All entries given below are to be returned word for word.

== Segment start ==

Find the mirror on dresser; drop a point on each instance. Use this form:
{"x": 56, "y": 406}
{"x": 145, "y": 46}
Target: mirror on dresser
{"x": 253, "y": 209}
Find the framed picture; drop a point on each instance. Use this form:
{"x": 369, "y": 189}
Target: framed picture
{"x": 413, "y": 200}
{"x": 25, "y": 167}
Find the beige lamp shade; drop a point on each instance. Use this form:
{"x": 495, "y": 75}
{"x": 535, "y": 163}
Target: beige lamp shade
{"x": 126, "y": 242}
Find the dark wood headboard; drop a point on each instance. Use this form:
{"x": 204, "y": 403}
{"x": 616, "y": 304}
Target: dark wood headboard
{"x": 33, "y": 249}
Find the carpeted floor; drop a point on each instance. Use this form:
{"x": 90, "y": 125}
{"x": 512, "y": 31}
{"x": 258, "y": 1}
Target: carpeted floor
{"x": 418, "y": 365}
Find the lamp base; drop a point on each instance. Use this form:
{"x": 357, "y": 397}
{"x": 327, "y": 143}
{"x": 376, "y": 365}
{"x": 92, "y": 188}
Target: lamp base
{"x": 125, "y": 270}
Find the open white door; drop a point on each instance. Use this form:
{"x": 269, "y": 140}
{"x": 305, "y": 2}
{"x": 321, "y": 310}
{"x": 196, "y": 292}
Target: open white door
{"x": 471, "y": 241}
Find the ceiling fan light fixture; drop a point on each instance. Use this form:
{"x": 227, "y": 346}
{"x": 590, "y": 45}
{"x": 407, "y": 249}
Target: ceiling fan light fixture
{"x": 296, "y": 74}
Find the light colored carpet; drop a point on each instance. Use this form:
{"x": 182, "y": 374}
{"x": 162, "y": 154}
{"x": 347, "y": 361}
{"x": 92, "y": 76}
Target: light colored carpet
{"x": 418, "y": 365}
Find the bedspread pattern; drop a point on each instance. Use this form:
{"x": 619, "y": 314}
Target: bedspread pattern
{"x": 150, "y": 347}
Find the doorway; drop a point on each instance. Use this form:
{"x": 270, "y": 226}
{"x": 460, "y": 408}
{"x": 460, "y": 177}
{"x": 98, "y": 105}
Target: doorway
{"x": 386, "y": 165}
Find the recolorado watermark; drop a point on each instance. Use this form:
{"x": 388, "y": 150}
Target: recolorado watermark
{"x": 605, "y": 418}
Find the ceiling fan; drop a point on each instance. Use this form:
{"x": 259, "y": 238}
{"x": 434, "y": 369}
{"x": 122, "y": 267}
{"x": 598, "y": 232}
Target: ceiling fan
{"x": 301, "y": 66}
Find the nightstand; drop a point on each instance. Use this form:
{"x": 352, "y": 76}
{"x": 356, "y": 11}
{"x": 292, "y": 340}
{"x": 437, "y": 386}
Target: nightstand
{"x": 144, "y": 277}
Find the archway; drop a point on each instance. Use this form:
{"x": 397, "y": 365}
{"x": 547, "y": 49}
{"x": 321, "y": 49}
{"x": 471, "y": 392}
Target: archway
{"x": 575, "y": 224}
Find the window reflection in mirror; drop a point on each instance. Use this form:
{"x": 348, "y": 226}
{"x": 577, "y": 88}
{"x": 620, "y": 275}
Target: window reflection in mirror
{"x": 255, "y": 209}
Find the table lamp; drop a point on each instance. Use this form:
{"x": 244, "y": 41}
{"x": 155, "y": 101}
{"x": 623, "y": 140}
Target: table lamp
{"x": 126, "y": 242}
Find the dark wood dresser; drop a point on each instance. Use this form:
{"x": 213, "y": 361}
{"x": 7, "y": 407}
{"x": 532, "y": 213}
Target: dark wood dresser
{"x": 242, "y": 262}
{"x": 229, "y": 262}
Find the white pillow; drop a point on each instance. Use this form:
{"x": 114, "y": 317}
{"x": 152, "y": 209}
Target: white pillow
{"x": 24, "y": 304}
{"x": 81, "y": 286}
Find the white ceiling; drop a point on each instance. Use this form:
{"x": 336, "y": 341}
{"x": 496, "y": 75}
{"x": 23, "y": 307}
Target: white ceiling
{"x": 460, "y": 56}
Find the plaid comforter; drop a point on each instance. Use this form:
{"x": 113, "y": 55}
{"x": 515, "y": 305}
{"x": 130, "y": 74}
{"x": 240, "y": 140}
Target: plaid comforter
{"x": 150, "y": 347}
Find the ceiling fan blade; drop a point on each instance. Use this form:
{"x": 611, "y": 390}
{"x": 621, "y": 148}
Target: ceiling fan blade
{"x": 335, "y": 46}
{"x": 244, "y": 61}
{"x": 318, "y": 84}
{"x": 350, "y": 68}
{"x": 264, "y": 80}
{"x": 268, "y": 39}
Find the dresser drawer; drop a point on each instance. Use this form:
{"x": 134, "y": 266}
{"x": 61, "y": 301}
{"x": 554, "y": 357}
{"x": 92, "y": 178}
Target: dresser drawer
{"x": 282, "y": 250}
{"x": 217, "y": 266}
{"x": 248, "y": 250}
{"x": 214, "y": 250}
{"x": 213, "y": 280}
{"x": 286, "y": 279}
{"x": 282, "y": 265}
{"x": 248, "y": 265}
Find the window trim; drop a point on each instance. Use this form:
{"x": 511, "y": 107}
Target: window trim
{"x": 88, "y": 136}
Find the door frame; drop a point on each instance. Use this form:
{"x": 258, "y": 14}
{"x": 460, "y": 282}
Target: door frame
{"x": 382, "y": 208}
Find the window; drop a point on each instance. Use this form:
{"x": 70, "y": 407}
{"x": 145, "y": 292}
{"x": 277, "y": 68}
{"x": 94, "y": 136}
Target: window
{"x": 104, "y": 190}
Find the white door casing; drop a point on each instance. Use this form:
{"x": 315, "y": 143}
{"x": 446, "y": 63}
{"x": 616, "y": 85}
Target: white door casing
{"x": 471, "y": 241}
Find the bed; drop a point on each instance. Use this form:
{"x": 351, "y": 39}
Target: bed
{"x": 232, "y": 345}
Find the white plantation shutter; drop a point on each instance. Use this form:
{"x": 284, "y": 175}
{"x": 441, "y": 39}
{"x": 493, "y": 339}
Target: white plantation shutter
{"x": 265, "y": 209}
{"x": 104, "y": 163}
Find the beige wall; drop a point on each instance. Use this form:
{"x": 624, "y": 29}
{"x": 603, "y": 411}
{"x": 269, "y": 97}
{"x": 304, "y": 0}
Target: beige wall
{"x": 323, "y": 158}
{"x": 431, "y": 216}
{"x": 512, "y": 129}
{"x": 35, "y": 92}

== Segment end ==

WRITTEN ANSWER:
Find the mirror on dresser; drop a point on each instance. Use this form:
{"x": 56, "y": 406}
{"x": 145, "y": 46}
Target: mirror on dresser
{"x": 253, "y": 209}
Find the framed picture; drop a point on each instance. Use this form:
{"x": 369, "y": 189}
Target: framed picture
{"x": 413, "y": 200}
{"x": 25, "y": 167}
Find the beige lamp shade; drop a point on each instance. Use this form:
{"x": 495, "y": 75}
{"x": 535, "y": 163}
Target: beige lamp shade
{"x": 126, "y": 242}
Find the dark wood headboard; drop a point on each instance. Use this form:
{"x": 204, "y": 403}
{"x": 616, "y": 304}
Target: dark wood headboard
{"x": 33, "y": 249}
Find the carpeted floor; drop a point on each instance. Use this form:
{"x": 90, "y": 125}
{"x": 512, "y": 31}
{"x": 258, "y": 1}
Target: carpeted floor
{"x": 418, "y": 365}
Find the lamp base; drop a point on each instance. Use this form:
{"x": 357, "y": 397}
{"x": 327, "y": 143}
{"x": 376, "y": 365}
{"x": 92, "y": 188}
Target: lamp base
{"x": 125, "y": 270}
Find the open white door; drop a point on each instance. Use this form:
{"x": 269, "y": 140}
{"x": 305, "y": 2}
{"x": 321, "y": 310}
{"x": 196, "y": 292}
Target: open white door
{"x": 471, "y": 241}
Find the ceiling fan light fixture; drop a point on each instance. Use this form:
{"x": 227, "y": 346}
{"x": 590, "y": 45}
{"x": 407, "y": 249}
Target: ceiling fan light fixture
{"x": 296, "y": 74}
Find the light colored carpet; drop a point on each instance. Use this form:
{"x": 182, "y": 374}
{"x": 162, "y": 154}
{"x": 347, "y": 361}
{"x": 92, "y": 76}
Target: light colored carpet
{"x": 418, "y": 365}
Find the bedspread pattern; drop a point on each instance. Use this form:
{"x": 619, "y": 314}
Target: bedspread pattern
{"x": 150, "y": 347}
Find the doorway; drop a point on each instance. Use this form:
{"x": 270, "y": 226}
{"x": 460, "y": 408}
{"x": 460, "y": 177}
{"x": 98, "y": 105}
Target: doorway
{"x": 386, "y": 165}
Find the recolorado watermark; drop a point on each instance. Use this form:
{"x": 388, "y": 150}
Target: recolorado watermark
{"x": 605, "y": 418}
Find the ceiling fan; drop a point on each instance. Use this form:
{"x": 259, "y": 238}
{"x": 434, "y": 369}
{"x": 122, "y": 267}
{"x": 598, "y": 232}
Target: ceiling fan
{"x": 301, "y": 66}
Find the nightstand; drop a point on each instance. Use this form:
{"x": 352, "y": 76}
{"x": 356, "y": 11}
{"x": 292, "y": 340}
{"x": 437, "y": 386}
Target: nightstand
{"x": 144, "y": 277}
Find the archway; drop a point on each instance. Use this form:
{"x": 397, "y": 365}
{"x": 547, "y": 49}
{"x": 321, "y": 49}
{"x": 471, "y": 392}
Target: archway
{"x": 575, "y": 224}
Find the window reflection in mirror; drop a point on each instance. Use this form:
{"x": 348, "y": 226}
{"x": 577, "y": 88}
{"x": 620, "y": 275}
Target: window reflection in mirror
{"x": 255, "y": 209}
Find the table lamp; drop a point on each instance. Use this form:
{"x": 244, "y": 41}
{"x": 155, "y": 101}
{"x": 623, "y": 140}
Target: table lamp
{"x": 126, "y": 242}
Find the dark wood dresser; drop a point on each instance. Use this form:
{"x": 213, "y": 361}
{"x": 7, "y": 407}
{"x": 532, "y": 213}
Target: dark wood dresser
{"x": 242, "y": 262}
{"x": 229, "y": 262}
Find the white pillow; drop a point on each instance. Use this form:
{"x": 114, "y": 317}
{"x": 152, "y": 209}
Target: white pillow
{"x": 24, "y": 304}
{"x": 81, "y": 286}
Find the white ceiling; drop a point on each instance. Use this form:
{"x": 336, "y": 341}
{"x": 496, "y": 75}
{"x": 23, "y": 307}
Target: white ceiling
{"x": 460, "y": 56}
Find the plaid comforter; drop a point on each instance. Use this form:
{"x": 113, "y": 55}
{"x": 515, "y": 305}
{"x": 130, "y": 74}
{"x": 240, "y": 140}
Target: plaid comforter
{"x": 150, "y": 347}
Find the ceiling fan blade; drop a point on each instance. Use this form:
{"x": 611, "y": 390}
{"x": 621, "y": 148}
Target: ceiling fan blade
{"x": 335, "y": 46}
{"x": 244, "y": 61}
{"x": 318, "y": 84}
{"x": 350, "y": 68}
{"x": 264, "y": 80}
{"x": 268, "y": 39}
Find the dresser drawer; drop a point on each instance. Use this form:
{"x": 134, "y": 266}
{"x": 61, "y": 301}
{"x": 554, "y": 357}
{"x": 92, "y": 178}
Target: dresser drawer
{"x": 282, "y": 250}
{"x": 217, "y": 266}
{"x": 248, "y": 250}
{"x": 214, "y": 250}
{"x": 213, "y": 280}
{"x": 286, "y": 279}
{"x": 282, "y": 265}
{"x": 248, "y": 265}
Find the window trim; drop a point on each instance. Use this form:
{"x": 511, "y": 107}
Target: window trim
{"x": 88, "y": 136}
Find the door frame; drop a point on each instance. Use this form:
{"x": 258, "y": 14}
{"x": 460, "y": 282}
Target: door frame
{"x": 382, "y": 208}
Find the window; drop a point on each instance. Use this form:
{"x": 70, "y": 407}
{"x": 145, "y": 292}
{"x": 277, "y": 68}
{"x": 94, "y": 136}
Target: window
{"x": 104, "y": 190}
Find the white door casing; drop a point on each instance. Use this form:
{"x": 315, "y": 143}
{"x": 446, "y": 63}
{"x": 616, "y": 85}
Target: white door casing
{"x": 471, "y": 241}
Find the bed; drop a point on each instance. Use this form:
{"x": 351, "y": 39}
Target: bed
{"x": 232, "y": 345}
Find the white plantation shutter; drop a point on each instance. Use this form:
{"x": 284, "y": 175}
{"x": 441, "y": 39}
{"x": 493, "y": 339}
Target: white plantation shutter
{"x": 265, "y": 209}
{"x": 104, "y": 163}
Find the beige wall; drop a point on each instance. Use this form:
{"x": 624, "y": 29}
{"x": 603, "y": 411}
{"x": 269, "y": 97}
{"x": 304, "y": 0}
Target: beige wall
{"x": 323, "y": 158}
{"x": 431, "y": 216}
{"x": 512, "y": 129}
{"x": 35, "y": 92}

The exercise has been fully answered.